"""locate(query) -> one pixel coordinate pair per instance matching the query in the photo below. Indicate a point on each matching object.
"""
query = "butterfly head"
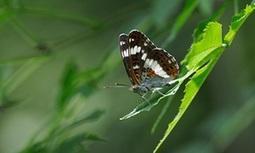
(141, 90)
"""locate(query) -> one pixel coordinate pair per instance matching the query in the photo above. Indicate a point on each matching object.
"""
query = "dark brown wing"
(160, 63)
(139, 44)
(132, 48)
(124, 50)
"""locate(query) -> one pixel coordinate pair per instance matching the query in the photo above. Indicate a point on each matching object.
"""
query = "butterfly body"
(148, 67)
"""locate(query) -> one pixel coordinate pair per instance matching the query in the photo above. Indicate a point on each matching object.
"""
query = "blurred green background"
· · ·
» SHORT EXERCISE:
Update the material above by swapping every "butterfly" for "moth", with nothing else changed. Omit the pictures from your answer.

» RESULT BELOW:
"""locate(query) -> one pixel coordinate pair per instance matching the query in the photo below. Indicate a point on each matching object.
"""
query = "moth head"
(141, 90)
"""locate(query) -> one pixel coordinate pair per instance matching the query in the photo above. Indicate a point on each matching object.
"""
query = "dark brown wing"
(160, 63)
(139, 44)
(132, 48)
(124, 50)
"""locate(query) -> one pixel coordinate pair per instance matching the query in the photo above. Indicate a point on each matching object.
"""
query = "moth body"
(148, 67)
"""locate(query) -> one pixel coordinate pair per instance matching the query in the photo above. Indicate a point on each matching object.
"""
query = "blurred green background"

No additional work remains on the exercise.